**Bagian Latihan**
1. Tuliskan kembali dengan persis bagian teks tentang bembulung yang dimulai dari "Mengolah bembulung tidak" dan berakhir pada "keluarga dan tetangga.".
2. Tulis lanjutan teks tentang bembulung, mulai tepat setelah kalimat terakhirnya.

Penulis: Afifah Farida
Penyunting: Manshur Zikri
Hidup di pulau kecil yang dikelilingi oleh laut mengajarkan masyarakat Gili Meno untuk belajar memanfaatkan sumber daya alam yang ada di laut sebagai sumber makanan. Selain ikan, juga ada rumput laut atau karang-karang yang masih muda yang dapat diolah menjadi makanan, disebut bembulung. Menurut penuturan B Warni, salah seorang warga Gili Meno yang pada saat itu tidak sengaja saya temui sedang membersihkan bembulung di salah satu berugak dekat masjid Gili Meno, bembulung adalah sejenis karang muda yang dapat ditemukan saat air laut surut. Hanya di waktu-waktu tertentu, warga Gili Meno dapat memakan bembulung tersebut. Bembulung tidak boleh diperjual-belikan di luar pulau karena warga Gili Meno menyadari bahwa jika bembulung dipanen setiap saat maka aktivitasw itu dapat merusak ekosistem laut.

Penasaran dengan rasa dan proses pengolahan bembulung, saya dan Hamdani lantas mengikuti kegiatan Bu Warni pada pargi keesokan harinya: mengolah Bembulung.
Mengolah bembulung tidak serumit yang dibayangkan. Oleh masyarakat Gili Meno, bembulung diolah menjadi urap yang dicampur dengan biji kacang panjang. Bembulung dibersihkan dari lumut dan pasir yang menempel, kemudian ditumbuk kasar. Penumbukan bembulung ini bertujuan untuk mengurangi kandungan air dan lumut yang masih menempel di karang tersebut. Setelah hancur kasar, bembulung tersebut dicuci bersih dan direndam dengan air panas sekitar 10-15 menit. Resep yang digunakan sama dengan resep urap lainnya, yaitu kelapa parut, kemiri, bawang, dan cabai yang dibakar lalu digiling. Bumbu yang digiling kemudian dicampur dengan kelapa parut, bembulung, dan biji kacang panjang. Bembulung siap dimakan dengan nasi putih hangat bersama keluarga dan tetangga.

**Data yang Tersedia**
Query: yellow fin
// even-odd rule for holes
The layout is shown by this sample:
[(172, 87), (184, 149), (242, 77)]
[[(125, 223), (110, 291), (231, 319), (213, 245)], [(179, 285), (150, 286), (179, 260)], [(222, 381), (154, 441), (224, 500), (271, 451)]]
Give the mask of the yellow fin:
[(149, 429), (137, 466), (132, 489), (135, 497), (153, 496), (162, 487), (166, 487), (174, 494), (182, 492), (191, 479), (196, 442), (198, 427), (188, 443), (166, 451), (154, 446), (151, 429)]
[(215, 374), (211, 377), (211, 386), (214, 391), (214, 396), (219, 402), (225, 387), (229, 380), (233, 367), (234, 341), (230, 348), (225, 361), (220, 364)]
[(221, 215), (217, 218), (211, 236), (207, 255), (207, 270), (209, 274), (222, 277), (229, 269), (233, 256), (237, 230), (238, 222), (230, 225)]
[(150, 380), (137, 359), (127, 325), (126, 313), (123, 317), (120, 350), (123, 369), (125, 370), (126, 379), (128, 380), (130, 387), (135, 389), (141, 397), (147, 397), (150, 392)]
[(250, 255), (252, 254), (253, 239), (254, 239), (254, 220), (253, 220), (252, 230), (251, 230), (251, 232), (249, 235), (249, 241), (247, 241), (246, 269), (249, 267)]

--

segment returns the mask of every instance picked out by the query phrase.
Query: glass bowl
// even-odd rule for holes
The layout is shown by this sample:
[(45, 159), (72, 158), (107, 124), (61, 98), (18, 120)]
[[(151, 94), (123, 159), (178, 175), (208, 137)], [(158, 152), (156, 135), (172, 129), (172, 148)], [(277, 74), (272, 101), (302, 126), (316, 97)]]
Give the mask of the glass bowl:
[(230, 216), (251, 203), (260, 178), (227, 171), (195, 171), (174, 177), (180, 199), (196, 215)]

* * *

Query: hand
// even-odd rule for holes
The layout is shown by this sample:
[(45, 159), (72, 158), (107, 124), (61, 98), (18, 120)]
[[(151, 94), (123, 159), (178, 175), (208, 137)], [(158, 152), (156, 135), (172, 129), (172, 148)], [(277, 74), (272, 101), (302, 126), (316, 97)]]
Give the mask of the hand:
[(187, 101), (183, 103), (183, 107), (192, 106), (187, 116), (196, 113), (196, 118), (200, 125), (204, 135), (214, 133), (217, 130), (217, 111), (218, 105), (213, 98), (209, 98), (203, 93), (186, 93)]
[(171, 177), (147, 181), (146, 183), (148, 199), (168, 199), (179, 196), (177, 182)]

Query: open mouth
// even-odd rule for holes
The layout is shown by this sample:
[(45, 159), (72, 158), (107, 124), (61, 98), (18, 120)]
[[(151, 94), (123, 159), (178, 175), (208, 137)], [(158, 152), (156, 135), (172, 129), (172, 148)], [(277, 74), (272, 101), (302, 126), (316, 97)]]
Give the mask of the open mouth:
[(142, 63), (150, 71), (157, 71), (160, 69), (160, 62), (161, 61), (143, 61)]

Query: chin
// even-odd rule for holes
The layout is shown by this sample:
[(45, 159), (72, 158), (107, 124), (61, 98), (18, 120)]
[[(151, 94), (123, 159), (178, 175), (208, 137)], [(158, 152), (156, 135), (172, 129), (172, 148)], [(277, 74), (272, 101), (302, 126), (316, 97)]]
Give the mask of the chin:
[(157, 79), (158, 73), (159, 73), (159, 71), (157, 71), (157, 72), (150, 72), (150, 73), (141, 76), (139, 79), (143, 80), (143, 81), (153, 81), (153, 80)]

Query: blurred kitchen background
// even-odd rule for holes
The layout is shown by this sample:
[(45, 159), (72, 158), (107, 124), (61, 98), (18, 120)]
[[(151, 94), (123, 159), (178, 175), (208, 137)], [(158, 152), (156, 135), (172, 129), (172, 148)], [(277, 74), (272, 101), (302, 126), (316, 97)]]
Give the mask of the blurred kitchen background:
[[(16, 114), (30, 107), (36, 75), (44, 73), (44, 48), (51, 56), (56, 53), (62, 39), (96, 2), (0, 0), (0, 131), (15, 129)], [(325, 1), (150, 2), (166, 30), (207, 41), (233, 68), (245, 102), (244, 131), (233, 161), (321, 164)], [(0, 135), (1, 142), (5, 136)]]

**Jawaban yang Diberikan**
1.
Mengolah bembulung tidak serumit yang dibayangkan. Oleh masyarakat Gili Meno, bembulung diolah menjadi urap yang dicampur dengan biji kacang panjang. Bembulung dibersihkan dari lumut dan pasir yang menempel, kemudian ditumbuk kasar. Penumbukan bembulung ini bertujuan untuk mengurangi kandungan air dan lumut yang masih menempel di karang tersebut. Setelah hancur kasar, bembulung tersebut dicuci bersih dan direndam dengan air panas sekitar 10-15 menit. Resep yang digunakan sama dengan resep urap lainnya, yaitu kelapa parut, kemiri, bawang, dan cabai yang dibakar lalu digiling. Bumbu yang digiling kemudian dicampur dengan kelapa parut, bembulung, dan biji kacang panjang. Bembulung siap dimakan dengan nasi putih hangat bersama keluarga dan tetangga.

2.
Bembulung adalah salah satu hasil yang diperoleh dari kegiatan mengangsat[1] ketika air laut surut. Bu Warni bercerita bahwa dulu bembulung masih sangat mudah ditemukan, tidak seperti sekarang. Pak Dana (suami Bu Warni) mengatakan bahwa saat ini, tidak hanya bembulung yang sulit ditemukan, tetapi juga ikan-ikan. Pak Dana berasumsi bahwa ini salah satu dampak dari banyaknya tamu Gili Meno atau dua Gili lainnya yang melakukan aktivitas snorkeling. Kerusakan karang tidak hanya diakibatkan karena tamu yang tidak sengaja menginjak karang, tetapi juga karena zat-zat kimia yang digunakan oleh manusia sebelum berenang. Zat-zat itu juga menjadi salah satu penyebab air laut terkontaminasi sehingga merusak karang. Menurut Pak Dana, memang ada wilayah-wilayah laut yang dikonservasi, tetapi karang-karang yang hidup dekat garis pantai tempat biasa warga mengangsat mulai mengalami kerusakan pula. Maka tidak heran, warga yang mengangsat sudah tidak seramai dulu.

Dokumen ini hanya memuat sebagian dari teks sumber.